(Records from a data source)
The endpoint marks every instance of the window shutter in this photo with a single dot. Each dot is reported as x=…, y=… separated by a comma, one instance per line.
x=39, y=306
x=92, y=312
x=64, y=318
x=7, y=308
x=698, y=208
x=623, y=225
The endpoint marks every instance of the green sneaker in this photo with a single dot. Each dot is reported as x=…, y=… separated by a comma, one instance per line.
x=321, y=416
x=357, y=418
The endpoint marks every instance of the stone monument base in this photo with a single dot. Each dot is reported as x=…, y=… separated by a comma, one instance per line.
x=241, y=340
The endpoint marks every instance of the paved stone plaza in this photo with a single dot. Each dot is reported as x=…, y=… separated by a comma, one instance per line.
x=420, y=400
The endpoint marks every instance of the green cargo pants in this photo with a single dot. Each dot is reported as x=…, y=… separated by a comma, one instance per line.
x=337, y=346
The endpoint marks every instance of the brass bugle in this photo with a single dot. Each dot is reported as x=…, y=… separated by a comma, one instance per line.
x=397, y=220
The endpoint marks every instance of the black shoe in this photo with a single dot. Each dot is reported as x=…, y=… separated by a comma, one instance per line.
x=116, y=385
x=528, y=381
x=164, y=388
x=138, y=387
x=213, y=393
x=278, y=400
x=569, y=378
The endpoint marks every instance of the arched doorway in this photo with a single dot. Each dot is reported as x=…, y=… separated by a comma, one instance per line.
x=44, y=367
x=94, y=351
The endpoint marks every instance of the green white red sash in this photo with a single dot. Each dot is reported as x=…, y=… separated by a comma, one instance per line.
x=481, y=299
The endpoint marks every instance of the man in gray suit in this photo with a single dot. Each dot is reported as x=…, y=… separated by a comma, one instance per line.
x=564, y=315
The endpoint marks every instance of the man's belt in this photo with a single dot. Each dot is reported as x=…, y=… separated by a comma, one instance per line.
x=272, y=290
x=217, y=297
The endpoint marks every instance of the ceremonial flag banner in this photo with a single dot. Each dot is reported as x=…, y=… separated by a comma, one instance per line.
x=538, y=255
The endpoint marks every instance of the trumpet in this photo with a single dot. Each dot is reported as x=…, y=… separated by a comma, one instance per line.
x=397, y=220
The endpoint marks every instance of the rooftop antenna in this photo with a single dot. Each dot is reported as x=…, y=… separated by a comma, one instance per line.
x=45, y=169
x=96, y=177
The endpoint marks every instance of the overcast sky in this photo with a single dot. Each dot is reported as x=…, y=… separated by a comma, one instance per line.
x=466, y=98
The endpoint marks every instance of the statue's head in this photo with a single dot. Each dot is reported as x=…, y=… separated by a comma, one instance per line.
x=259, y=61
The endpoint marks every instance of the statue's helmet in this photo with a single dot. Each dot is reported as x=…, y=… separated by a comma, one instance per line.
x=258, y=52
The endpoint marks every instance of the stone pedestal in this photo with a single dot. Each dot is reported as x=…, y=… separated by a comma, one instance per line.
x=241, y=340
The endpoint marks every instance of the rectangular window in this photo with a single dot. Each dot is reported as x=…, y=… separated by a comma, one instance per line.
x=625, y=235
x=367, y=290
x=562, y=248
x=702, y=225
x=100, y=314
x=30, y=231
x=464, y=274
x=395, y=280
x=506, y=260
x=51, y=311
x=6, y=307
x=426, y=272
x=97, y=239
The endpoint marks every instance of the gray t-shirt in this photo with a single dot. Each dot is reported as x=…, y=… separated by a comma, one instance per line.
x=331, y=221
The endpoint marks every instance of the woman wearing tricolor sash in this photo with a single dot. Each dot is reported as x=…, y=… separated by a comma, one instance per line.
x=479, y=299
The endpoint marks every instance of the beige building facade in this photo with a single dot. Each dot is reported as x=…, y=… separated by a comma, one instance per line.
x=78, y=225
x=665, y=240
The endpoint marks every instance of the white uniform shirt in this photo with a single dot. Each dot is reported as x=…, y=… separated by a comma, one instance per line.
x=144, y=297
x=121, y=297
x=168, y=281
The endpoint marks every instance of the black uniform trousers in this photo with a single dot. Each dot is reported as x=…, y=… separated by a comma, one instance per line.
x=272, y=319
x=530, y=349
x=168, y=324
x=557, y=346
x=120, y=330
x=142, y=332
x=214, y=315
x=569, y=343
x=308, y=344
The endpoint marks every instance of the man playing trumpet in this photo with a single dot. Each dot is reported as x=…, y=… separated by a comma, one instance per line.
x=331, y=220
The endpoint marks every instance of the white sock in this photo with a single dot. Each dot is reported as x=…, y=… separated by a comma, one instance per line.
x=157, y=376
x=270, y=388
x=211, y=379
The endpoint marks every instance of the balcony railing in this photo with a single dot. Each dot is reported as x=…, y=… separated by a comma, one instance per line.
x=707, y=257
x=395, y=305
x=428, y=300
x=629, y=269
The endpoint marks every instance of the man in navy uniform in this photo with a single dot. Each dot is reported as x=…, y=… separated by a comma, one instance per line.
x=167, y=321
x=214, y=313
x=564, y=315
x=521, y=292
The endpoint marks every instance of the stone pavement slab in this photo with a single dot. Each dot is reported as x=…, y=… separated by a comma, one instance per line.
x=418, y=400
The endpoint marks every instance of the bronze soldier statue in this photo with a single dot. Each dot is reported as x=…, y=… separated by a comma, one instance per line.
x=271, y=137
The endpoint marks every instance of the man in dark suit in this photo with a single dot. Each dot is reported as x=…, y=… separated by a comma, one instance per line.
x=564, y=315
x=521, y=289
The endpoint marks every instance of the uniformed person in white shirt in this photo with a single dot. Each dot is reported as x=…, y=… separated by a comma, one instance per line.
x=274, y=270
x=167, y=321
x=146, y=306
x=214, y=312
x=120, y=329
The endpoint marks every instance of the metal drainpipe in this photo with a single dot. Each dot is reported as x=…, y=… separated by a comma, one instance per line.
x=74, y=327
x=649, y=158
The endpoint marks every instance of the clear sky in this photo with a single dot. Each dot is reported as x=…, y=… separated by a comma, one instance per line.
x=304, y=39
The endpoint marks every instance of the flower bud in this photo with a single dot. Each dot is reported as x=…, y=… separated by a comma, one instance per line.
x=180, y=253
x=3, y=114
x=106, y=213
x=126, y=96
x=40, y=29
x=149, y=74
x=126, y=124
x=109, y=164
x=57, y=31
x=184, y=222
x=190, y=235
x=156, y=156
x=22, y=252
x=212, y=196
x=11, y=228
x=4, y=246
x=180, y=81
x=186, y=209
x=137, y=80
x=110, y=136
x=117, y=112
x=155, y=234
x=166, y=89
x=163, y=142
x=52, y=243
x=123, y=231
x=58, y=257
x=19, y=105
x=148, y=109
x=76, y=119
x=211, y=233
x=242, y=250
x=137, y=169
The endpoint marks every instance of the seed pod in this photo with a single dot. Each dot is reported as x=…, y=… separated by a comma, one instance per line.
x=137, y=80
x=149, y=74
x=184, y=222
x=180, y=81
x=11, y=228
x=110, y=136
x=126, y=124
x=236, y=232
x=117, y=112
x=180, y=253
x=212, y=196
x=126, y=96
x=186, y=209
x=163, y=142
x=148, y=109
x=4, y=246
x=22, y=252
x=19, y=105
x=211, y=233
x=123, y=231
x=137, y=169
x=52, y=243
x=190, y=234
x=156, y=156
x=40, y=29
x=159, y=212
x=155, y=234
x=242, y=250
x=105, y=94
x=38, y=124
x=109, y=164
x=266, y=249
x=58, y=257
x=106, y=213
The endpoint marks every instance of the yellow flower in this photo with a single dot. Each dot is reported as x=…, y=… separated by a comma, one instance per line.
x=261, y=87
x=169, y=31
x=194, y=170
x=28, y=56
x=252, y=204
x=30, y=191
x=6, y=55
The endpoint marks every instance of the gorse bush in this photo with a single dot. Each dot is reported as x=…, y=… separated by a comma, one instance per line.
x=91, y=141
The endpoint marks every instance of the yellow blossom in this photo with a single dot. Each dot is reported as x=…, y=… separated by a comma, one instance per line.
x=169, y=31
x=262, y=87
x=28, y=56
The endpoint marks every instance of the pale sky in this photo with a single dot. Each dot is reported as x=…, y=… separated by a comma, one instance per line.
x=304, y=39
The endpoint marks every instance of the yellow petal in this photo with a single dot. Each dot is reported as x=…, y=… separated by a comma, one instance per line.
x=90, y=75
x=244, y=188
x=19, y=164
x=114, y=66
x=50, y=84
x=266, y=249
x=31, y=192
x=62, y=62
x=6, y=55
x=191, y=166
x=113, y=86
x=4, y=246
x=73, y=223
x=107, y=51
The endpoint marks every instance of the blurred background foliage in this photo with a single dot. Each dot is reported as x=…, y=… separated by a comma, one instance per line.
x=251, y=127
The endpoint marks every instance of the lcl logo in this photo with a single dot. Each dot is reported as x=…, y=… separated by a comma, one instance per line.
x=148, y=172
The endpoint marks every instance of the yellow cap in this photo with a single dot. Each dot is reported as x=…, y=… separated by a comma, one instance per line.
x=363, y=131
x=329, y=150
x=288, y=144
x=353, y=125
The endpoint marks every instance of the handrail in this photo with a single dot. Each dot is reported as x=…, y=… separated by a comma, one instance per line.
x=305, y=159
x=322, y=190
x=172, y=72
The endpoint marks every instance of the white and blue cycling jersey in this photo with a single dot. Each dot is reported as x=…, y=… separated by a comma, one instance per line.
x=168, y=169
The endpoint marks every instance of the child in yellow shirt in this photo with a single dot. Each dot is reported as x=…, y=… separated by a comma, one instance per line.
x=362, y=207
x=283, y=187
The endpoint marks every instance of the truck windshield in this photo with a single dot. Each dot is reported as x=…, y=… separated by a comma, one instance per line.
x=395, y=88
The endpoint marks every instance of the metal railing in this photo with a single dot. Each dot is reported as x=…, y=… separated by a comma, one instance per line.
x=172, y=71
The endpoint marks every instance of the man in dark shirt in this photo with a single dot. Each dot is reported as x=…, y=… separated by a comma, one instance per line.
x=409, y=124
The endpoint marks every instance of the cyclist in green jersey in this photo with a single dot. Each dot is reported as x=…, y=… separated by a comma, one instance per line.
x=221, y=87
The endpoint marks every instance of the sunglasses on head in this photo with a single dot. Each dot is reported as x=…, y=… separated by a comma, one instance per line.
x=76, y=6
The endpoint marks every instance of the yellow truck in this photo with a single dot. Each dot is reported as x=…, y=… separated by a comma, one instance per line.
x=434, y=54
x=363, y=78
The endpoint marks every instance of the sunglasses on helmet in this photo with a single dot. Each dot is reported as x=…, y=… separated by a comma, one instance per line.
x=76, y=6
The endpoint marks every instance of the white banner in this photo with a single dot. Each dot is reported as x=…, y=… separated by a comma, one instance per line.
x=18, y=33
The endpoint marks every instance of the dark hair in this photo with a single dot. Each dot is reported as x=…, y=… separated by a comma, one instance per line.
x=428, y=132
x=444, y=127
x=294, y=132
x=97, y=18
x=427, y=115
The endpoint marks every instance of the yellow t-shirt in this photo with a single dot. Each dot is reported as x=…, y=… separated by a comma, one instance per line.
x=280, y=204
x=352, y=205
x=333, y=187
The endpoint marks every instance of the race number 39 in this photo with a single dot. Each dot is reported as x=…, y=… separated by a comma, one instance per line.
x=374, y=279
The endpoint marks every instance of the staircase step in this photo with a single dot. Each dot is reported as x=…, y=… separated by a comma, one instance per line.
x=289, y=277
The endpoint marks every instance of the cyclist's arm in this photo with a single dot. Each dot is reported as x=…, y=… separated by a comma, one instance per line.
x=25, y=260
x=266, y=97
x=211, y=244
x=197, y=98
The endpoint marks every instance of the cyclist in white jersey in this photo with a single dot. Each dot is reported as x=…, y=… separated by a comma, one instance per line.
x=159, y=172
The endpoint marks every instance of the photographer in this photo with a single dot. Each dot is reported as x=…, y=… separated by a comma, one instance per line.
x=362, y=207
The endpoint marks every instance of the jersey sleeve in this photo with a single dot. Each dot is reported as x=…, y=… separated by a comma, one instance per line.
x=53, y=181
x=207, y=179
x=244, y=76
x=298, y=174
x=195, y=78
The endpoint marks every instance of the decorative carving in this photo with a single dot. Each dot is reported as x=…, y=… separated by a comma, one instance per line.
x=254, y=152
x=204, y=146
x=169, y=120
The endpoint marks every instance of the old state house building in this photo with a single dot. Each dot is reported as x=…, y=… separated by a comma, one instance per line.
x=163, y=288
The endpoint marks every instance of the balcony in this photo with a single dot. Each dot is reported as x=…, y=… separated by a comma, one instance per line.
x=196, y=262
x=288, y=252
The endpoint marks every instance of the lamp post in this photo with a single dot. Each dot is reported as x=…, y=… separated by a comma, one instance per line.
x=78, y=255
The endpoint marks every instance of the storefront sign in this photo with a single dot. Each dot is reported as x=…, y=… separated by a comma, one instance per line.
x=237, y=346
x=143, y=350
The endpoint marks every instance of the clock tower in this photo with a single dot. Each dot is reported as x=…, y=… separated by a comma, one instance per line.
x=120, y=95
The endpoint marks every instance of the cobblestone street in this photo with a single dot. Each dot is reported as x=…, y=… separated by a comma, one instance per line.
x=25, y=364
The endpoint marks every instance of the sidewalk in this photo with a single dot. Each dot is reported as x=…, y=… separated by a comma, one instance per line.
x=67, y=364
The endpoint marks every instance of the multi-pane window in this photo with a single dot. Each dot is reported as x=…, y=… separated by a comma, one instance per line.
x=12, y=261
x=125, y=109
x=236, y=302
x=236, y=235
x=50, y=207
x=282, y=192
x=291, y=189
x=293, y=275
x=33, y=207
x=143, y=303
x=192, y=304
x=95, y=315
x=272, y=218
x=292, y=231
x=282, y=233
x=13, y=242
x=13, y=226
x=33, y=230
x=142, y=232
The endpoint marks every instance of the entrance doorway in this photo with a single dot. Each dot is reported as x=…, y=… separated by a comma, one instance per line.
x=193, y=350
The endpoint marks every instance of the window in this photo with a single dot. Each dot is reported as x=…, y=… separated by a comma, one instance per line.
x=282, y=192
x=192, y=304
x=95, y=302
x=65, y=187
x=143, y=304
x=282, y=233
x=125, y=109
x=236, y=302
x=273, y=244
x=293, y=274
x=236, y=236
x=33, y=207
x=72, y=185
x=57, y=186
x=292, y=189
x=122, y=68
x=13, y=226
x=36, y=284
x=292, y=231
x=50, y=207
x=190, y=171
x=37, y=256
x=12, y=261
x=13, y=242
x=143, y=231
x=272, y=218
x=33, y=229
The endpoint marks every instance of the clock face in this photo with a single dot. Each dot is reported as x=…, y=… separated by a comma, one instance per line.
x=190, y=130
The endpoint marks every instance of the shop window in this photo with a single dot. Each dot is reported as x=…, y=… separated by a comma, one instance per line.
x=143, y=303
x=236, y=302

Task requirements: In the records above, return only the line that contains "The endpoint marks every instance of the window in" and every line after it through the last, exactly as they appear.

Solved exercise:
The endpoint marks every instance of the window in this photo with a single dot. Each dot is reported as x=…, y=… separated by a comma, one instance per line.
x=282, y=192
x=192, y=304
x=95, y=302
x=65, y=187
x=143, y=304
x=282, y=233
x=125, y=109
x=236, y=302
x=273, y=244
x=293, y=274
x=236, y=236
x=33, y=207
x=72, y=185
x=57, y=186
x=292, y=189
x=122, y=68
x=13, y=226
x=36, y=284
x=292, y=231
x=50, y=207
x=190, y=171
x=37, y=256
x=12, y=261
x=13, y=242
x=143, y=231
x=272, y=218
x=33, y=229
The endpoint marks every instance of the clock face in this photo with a single dot. Each dot is reported as x=…, y=… separated by a comma, one instance per line.
x=190, y=130
The endpoint marks every instance of the shop window in this photo with a single dot. Each dot is reported as x=…, y=… separated by a comma, one instance per line.
x=143, y=303
x=236, y=302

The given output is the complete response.